### Task objective
Write out every line of the items below as a numbered list, skipping blank lines and leaving out the pictures.
::::::::
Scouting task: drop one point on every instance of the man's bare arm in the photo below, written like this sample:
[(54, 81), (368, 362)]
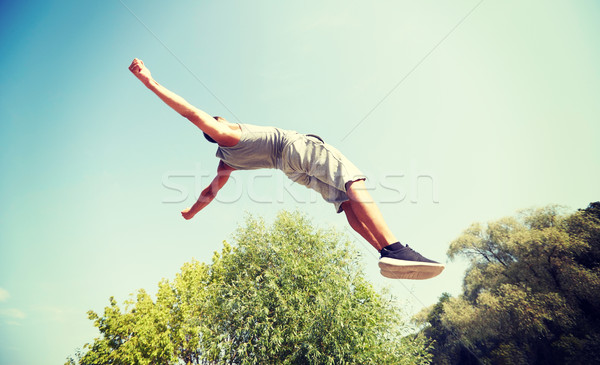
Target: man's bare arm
[(208, 194), (200, 118)]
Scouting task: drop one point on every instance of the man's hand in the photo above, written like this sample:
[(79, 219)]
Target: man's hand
[(188, 214), (140, 71)]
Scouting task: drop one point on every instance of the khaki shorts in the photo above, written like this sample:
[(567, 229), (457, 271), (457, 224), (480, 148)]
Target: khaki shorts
[(317, 165)]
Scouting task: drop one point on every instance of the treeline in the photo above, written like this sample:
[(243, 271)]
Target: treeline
[(284, 294), (531, 294), (291, 294)]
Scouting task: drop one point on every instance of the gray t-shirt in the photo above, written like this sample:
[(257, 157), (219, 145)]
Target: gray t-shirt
[(259, 147)]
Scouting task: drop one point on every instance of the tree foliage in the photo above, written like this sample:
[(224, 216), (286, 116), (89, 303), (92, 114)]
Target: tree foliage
[(531, 294), (284, 294)]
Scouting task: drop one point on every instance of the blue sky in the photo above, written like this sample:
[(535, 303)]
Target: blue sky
[(455, 120)]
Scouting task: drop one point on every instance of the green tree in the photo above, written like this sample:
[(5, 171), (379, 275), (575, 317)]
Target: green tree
[(284, 294), (531, 294)]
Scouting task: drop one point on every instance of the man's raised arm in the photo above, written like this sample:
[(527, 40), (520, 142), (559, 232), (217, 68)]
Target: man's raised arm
[(200, 118)]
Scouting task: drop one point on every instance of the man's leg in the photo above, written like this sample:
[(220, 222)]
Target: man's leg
[(397, 261), (367, 215), (358, 226)]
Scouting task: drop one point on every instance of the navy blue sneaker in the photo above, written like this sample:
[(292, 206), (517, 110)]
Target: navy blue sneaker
[(406, 263)]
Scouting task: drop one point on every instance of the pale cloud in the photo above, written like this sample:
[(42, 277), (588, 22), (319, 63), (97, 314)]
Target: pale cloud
[(12, 313), (4, 295)]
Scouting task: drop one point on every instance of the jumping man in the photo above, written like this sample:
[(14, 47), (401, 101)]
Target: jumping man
[(305, 159)]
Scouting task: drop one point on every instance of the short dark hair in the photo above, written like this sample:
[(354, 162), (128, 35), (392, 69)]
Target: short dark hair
[(209, 138)]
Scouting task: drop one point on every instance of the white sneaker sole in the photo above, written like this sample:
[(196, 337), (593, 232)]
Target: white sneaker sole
[(401, 269)]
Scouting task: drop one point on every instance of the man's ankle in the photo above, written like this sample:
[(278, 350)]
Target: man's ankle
[(394, 246)]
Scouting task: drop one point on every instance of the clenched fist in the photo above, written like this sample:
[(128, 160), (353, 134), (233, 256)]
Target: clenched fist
[(140, 71)]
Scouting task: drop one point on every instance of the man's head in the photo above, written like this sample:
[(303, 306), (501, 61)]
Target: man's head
[(220, 120)]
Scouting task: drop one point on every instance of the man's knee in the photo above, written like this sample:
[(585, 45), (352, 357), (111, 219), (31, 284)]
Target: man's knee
[(354, 185)]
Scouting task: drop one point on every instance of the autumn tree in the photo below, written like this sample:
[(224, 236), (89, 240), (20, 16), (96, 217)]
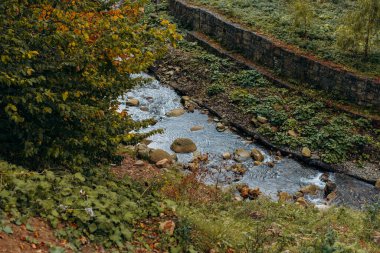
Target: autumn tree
[(63, 64), (360, 27)]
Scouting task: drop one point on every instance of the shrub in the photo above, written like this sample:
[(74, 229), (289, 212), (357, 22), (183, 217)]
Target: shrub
[(215, 89), (63, 66), (102, 208)]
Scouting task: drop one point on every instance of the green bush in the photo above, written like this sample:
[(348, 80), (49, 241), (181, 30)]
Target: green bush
[(102, 208), (215, 89), (62, 68)]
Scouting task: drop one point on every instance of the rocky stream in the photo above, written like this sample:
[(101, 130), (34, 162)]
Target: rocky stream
[(229, 158)]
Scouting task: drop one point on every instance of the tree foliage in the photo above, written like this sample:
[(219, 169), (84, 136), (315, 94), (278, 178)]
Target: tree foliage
[(63, 64), (361, 27)]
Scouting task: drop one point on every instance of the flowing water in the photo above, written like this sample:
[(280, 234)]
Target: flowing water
[(287, 175)]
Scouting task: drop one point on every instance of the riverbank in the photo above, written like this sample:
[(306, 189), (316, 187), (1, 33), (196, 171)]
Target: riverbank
[(277, 117)]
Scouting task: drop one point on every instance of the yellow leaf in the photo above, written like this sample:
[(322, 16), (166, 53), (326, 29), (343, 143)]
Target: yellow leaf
[(65, 95), (29, 71)]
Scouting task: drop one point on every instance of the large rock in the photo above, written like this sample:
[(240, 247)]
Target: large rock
[(176, 112), (156, 155), (142, 151), (284, 196), (220, 127), (257, 155), (132, 102), (226, 156), (164, 163), (183, 145), (262, 120), (292, 133), (196, 128), (306, 152), (329, 188), (309, 189), (241, 155), (302, 202), (377, 184)]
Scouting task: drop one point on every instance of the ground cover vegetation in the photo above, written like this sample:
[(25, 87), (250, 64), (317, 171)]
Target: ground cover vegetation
[(290, 120), (60, 77), (64, 64), (343, 31), (209, 218)]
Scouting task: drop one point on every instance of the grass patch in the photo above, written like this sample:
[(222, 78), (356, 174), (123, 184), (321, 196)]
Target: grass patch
[(212, 220), (276, 18)]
::::::::
### Answer to the task
1. Scouting task: drop one point on every instance of the man's bare arm in the photo below, written like this sample:
2. [(54, 81), (368, 362)]
3. Target: man's bare arm
4. [(208, 194), (200, 118)]
5. Scouting task: drop one point on every instance of the man's hand in the photo above, written like this sample:
6. [(79, 219)]
7. Target: man's hand
8. [(188, 214), (140, 71)]
9. Scouting task: drop one point on every instance of the khaki shorts in the photo above, written like this sample:
10. [(567, 229), (457, 271), (457, 224), (480, 148)]
11. Target: khaki shorts
12. [(317, 165)]
13. Scouting task: drop one point on every instance of the treeline in the photo above, written like this sample:
14. [(243, 271)]
15. Target: treeline
16. [(284, 294), (531, 294), (291, 294)]
17. Scouting task: drop one point on every instance of the gray t-shirt in the photo above, written like this sample:
18. [(257, 157), (219, 145)]
19. Target: gray t-shirt
20. [(259, 147)]
21. Scouting task: drop one point on every instance of the tree foliage in the photo above, written like this sample:
22. [(224, 216), (286, 116), (89, 303), (92, 114)]
23. Target: tree foliage
24. [(531, 294), (284, 294)]
25. Scouting task: drop one point on every instance of the blue sky in the photo above, written like this sample:
26. [(535, 303)]
27. Target: blue sky
28. [(455, 120)]
29. Scouting task: drop one point on every instance of the green tree in the photo above, written like this sample:
30. [(5, 171), (379, 275), (575, 317)]
31. Target: green tree
32. [(284, 294), (531, 294)]
33. Scouting task: drop one point on every instance of the man's raised arm in the photo above, written like this sample:
34. [(527, 40), (520, 142), (559, 232), (217, 68)]
35. Target: man's raised arm
36. [(200, 118)]
37. Scouting task: drop one point on every instance of the man's leg in the photo above, written like this sample:
38. [(220, 222)]
39. Target: man's leg
40. [(397, 261), (367, 215), (358, 226)]
41. Scouting task: drop one point on every instance of the navy blue sneaker in the photo above, written like this sample:
42. [(292, 206), (517, 110)]
43. Target: navy blue sneaker
44. [(406, 263)]
45. Scouting task: drop one point on every instance of the pale cloud in the photo above, written like this sample:
46. [(42, 277), (588, 22), (319, 63), (97, 314)]
47. Target: pale cloud
48. [(12, 313), (4, 295)]
49. Scouting task: drop one point on every instance of the jumping man in the photo above, written like this sample:
50. [(14, 47), (401, 101)]
51. Target: jumping man
52. [(305, 159)]
53. Scouting task: drop one point on every instance of the short dark hair in the photo above, written like this sample:
54. [(354, 162), (128, 35), (392, 69)]
55. Target: short dark hair
56. [(209, 138)]
57. Scouting task: drop one point on every instance of the white sneaker sole in the photo above, written like this sample:
58. [(196, 337), (593, 232)]
59. Target: white sneaker sole
60. [(401, 269)]
61. Scouting task: drop one point on every instance of the man's ankle in the photo above, written like this sample:
62. [(278, 350)]
63. Target: man's ankle
64. [(394, 246)]
65. Scouting task: drop one point on every instance of the clenched fist in the photo above, written like this sample:
66. [(128, 160), (353, 134), (233, 256)]
67. Target: clenched fist
68. [(140, 71)]
69. Scouting task: drop one point on every instance of the man's head in the photo above, written like this sample:
70. [(303, 306), (501, 61)]
71. Target: man's head
72. [(220, 120)]
73. Scouting task: drop one point on every instance of the man's knee in the photo above, written like this sample:
74. [(585, 45), (352, 357), (111, 219), (31, 284)]
75. Target: man's knee
76. [(354, 185)]
77. Scouting task: drop one point on every instance of the autumn tree in the photo below, written like this sample:
78. [(224, 236), (89, 240), (20, 16), (96, 217)]
79. Target: autumn tree
80. [(63, 64), (360, 27)]
81. Scouting task: drop one point on every instance of the shrub in the photo above, written like this sample:
82. [(74, 229), (289, 212), (357, 22), (183, 217)]
83. Target: shrub
84. [(215, 89), (63, 66), (102, 208)]
85. Scouting task: drop one point on every instance of the green bush in the photo above, written like this sample:
86. [(348, 80), (49, 241), (181, 30)]
87. Target: green bush
88. [(102, 208), (215, 89), (62, 68)]
89. Scouting task: drop one point on every instance of the rocky stream in the photo above, written like this sample:
90. [(101, 130), (34, 162)]
91. Target: rocky stream
92. [(229, 158)]
93. Scouting task: drop one point on every instance of the tree foliage in the photo above, written like this sample:
94. [(219, 169), (84, 136), (315, 94), (278, 178)]
95. Target: tree foliage
96. [(63, 64), (361, 27)]
97. Scouting task: drop one point on every instance of the flowing water in the photo above, written like this sample:
98. [(280, 234)]
99. Target: flowing water
100. [(287, 175)]
101. Scouting task: drop one point on every instance of the riverbank in the photo above, written like this sample:
102. [(306, 189), (316, 187), (1, 33), (196, 171)]
103. Target: riverbank
104. [(277, 117)]
105. Scouting task: drop one point on every instance of the yellow leaf in the photo above, written like this sample:
106. [(322, 16), (166, 53), (326, 29), (343, 143)]
107. Target: yellow leaf
108. [(65, 95), (29, 71)]
109. Scouting task: drop one point on every instance of the large rock in the photo above, written like this sample:
110. [(240, 247)]
111. Target: large rock
112. [(176, 112), (156, 155), (142, 151), (284, 196), (220, 127), (257, 155), (132, 102), (226, 156), (164, 163), (183, 145), (262, 120), (292, 133), (196, 128), (306, 152), (329, 188), (309, 189), (241, 155), (302, 202), (377, 184)]
113. Scouting task: drop one point on every instance of the ground cover vegetation in the photo above, written like this sample:
114. [(25, 87), (250, 64), (317, 171)]
115. Target: ground cover vegetation
116. [(290, 120), (60, 77), (64, 64), (343, 31), (209, 218)]
117. Scouting task: drop one point on every instance of the grass patch in the photo above, written like this sample:
118. [(222, 78), (356, 174), (123, 184), (321, 196)]
119. Target: grass patch
120. [(212, 220), (276, 18)]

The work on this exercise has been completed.